▶ Prompt A: In two sentences, summarize the Budget commentary.
▶ Prompt B: List every means by which, according to the Budget commentary, the Budget seeks to crowd in private investment.
▶ Prompt C: Reproduce the Budget commentary from "Aside from budgetary" to "risk for investors." without altering its wording.

▶ Selected extract:
------------
Boost to infrastructure investment is the high point. It is clearly a growth-oriented Budget, which at the same time seeks to address some of PM Modi’s pet themes

Arun Jaitley has presented a well-crafted Budget that enunciates a clear vision of the government’s priorities and policies. It is clearly a growth-oriented Budget, which at the same time seeks to address the PM’s pet themes on which he had connected so resonantly with the electorate last year.

Boost to infrastructure investment is the high point. Extending the 3% fiscal deficit target by a year will release additional R50,000 crore per year, which will further enhance the available fiscal space.

Aside from budgetary investment, PSUs along with the railways will increase off budget investment by leveraging their assets. The most exciting prospect is of corporatising port trusts which are sitting on vast amounts of unleveraged assets. The Budget also seeks to crowd in private investment by revitalising the PPP framework, issuing tax-free infra bonds and setting up the Investment and Infrastructure Fund.

Increase in road cess on petrol and diesel for the road sector is timely.

Proposals on tax policy are also well conceived. They should lead to simplification and predictability and reduce tax policy risk for investors.

Reaffirming the target for GST is welcome and the increase in service tax from 12% to 14% is a step to smoothen the path for GST. One would have liked to see a clearer road map including development of IT infrastructure, a fund for compensating states, capacity building in states and so on. Corporate tax rationalisation by reducing rates and curtailing exemptions will also make tax rates more competitive for investors.
------------
▶ Record list:

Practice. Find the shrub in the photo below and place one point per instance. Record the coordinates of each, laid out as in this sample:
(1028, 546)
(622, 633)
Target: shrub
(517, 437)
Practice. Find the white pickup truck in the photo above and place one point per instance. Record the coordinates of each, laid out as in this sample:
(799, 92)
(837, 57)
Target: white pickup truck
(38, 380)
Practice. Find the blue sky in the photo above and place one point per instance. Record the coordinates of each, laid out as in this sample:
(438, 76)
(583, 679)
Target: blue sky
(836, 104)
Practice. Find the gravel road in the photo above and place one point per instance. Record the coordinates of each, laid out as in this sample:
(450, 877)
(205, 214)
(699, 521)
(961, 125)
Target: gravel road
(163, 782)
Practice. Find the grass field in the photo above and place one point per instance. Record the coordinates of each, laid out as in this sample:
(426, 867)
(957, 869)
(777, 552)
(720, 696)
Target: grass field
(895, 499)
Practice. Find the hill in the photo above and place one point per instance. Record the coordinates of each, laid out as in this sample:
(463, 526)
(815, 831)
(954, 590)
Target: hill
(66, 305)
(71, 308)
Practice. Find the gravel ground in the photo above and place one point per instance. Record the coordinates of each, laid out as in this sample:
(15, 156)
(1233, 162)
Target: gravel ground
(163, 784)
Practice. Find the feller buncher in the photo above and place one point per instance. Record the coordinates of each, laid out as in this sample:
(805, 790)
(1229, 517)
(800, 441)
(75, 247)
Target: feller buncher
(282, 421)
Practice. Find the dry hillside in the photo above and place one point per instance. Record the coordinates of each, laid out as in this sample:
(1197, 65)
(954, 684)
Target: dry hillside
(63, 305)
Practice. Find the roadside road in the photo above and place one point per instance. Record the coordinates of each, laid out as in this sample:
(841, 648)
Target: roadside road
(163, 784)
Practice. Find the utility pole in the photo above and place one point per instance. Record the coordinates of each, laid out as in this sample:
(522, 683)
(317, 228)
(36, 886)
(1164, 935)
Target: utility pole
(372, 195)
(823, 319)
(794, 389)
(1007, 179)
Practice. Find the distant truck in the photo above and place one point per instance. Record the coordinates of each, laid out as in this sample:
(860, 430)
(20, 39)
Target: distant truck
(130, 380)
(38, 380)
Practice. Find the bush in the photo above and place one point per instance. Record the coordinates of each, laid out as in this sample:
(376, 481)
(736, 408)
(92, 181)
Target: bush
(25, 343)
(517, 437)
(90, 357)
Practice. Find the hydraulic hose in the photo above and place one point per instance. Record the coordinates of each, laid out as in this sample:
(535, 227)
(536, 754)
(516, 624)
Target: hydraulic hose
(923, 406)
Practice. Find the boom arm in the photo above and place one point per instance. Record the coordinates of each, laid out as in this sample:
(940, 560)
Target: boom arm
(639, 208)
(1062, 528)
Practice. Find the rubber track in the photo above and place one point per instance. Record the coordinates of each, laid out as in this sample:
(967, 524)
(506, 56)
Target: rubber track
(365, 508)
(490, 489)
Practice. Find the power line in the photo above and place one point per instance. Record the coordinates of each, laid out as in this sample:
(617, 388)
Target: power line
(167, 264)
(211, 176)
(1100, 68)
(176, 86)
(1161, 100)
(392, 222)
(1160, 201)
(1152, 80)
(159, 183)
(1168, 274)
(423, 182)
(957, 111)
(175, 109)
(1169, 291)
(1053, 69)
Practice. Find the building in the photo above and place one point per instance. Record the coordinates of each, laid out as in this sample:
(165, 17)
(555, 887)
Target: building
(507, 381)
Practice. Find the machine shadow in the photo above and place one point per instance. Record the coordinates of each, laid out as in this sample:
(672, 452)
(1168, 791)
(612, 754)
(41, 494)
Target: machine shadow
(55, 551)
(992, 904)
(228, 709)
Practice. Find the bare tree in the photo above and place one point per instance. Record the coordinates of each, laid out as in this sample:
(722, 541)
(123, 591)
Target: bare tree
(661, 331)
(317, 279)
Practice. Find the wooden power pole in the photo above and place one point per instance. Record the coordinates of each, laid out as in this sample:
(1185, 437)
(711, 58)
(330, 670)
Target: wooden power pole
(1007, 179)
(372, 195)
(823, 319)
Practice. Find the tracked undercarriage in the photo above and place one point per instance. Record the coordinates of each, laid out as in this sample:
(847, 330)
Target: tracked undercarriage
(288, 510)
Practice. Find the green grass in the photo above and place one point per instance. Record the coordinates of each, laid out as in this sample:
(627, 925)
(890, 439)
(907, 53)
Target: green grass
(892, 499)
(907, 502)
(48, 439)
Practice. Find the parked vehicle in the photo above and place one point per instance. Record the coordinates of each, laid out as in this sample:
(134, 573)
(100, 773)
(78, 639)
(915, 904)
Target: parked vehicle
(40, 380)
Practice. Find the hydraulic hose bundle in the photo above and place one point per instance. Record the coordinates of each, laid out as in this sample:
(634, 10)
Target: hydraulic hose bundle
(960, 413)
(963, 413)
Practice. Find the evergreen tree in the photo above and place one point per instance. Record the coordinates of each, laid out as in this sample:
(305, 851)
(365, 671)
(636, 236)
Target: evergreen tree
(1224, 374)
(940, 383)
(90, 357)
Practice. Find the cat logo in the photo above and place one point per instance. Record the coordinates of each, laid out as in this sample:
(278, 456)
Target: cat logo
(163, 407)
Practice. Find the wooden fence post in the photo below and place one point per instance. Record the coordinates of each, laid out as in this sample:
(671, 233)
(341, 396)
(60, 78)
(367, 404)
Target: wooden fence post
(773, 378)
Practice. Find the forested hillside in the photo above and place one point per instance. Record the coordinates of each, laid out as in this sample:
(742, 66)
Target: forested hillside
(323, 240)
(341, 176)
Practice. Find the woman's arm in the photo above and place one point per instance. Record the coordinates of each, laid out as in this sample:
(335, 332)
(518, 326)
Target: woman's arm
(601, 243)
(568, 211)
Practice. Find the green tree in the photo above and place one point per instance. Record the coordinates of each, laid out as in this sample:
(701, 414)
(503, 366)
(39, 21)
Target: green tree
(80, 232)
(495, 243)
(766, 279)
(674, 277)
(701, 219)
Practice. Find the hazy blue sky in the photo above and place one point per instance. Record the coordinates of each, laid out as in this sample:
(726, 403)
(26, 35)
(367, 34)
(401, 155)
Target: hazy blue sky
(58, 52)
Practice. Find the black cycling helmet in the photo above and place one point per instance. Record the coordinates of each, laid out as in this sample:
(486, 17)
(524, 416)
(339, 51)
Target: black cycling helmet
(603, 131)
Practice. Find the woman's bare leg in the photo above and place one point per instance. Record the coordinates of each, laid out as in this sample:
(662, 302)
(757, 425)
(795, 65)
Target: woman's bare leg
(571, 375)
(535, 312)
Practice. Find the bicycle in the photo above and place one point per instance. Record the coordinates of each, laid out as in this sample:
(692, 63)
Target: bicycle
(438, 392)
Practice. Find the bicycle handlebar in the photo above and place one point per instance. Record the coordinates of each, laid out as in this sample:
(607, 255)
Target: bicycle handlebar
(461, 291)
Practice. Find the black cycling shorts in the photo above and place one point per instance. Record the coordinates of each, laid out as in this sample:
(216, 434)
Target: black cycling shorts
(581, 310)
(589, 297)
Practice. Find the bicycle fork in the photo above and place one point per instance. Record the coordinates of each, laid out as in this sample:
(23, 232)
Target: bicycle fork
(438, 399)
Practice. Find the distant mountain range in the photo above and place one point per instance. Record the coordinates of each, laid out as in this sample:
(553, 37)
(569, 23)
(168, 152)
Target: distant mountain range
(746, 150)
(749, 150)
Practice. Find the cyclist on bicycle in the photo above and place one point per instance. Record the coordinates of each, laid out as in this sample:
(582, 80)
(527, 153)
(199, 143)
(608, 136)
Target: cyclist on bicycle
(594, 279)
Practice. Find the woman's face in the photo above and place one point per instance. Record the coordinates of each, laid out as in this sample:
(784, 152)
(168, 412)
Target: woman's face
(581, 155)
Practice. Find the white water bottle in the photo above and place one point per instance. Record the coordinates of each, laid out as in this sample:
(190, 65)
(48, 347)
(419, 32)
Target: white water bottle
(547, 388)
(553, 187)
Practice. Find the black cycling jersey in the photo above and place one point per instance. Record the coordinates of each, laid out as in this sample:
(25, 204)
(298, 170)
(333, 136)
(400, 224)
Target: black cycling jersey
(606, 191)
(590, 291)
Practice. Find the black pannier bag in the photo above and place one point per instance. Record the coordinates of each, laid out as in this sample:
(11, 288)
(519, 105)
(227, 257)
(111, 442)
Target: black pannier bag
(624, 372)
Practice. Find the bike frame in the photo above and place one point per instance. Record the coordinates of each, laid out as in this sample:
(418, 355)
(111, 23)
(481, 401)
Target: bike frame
------------
▶ Task response A: The Budget presented by Arun Jaitley is described as well crafted and growth oriented, with its high point being a boost to infrastructure investment supported by an extended fiscal deficit target, off-budget investment by PSUs and the railways, and measures to crowd in private investment. Its tax proposals are judged well conceived, including the reaffirmed GST target, the service tax increase and corporate tax rationalization, although a clearer GST road map would have been preferred.

▶ Task response B:
- Revitalizing the PPP framework
- Issuing tax-free infra bonds
- Setting up the Investment and Infrastructure Fund

▶ Task response C:
Aside from budgetary investment, PSUs along with the railways will increase off budget investment by leveraging their assets. The most exciting prospect is of corporatising port trusts which are sitting on vast amounts of unleveraged assets. The Budget also seeks to crowd in private investment by revitalising the PPP framework, issuing tax-free infra bonds and setting up the Investment and Infrastructure Fund.

Increase in road cess on petrol and diesel for the road sector is timely.

Proposals on tax policy are also well conceived. They should lead to simplification and predictability and reduce tax policy risk for investors.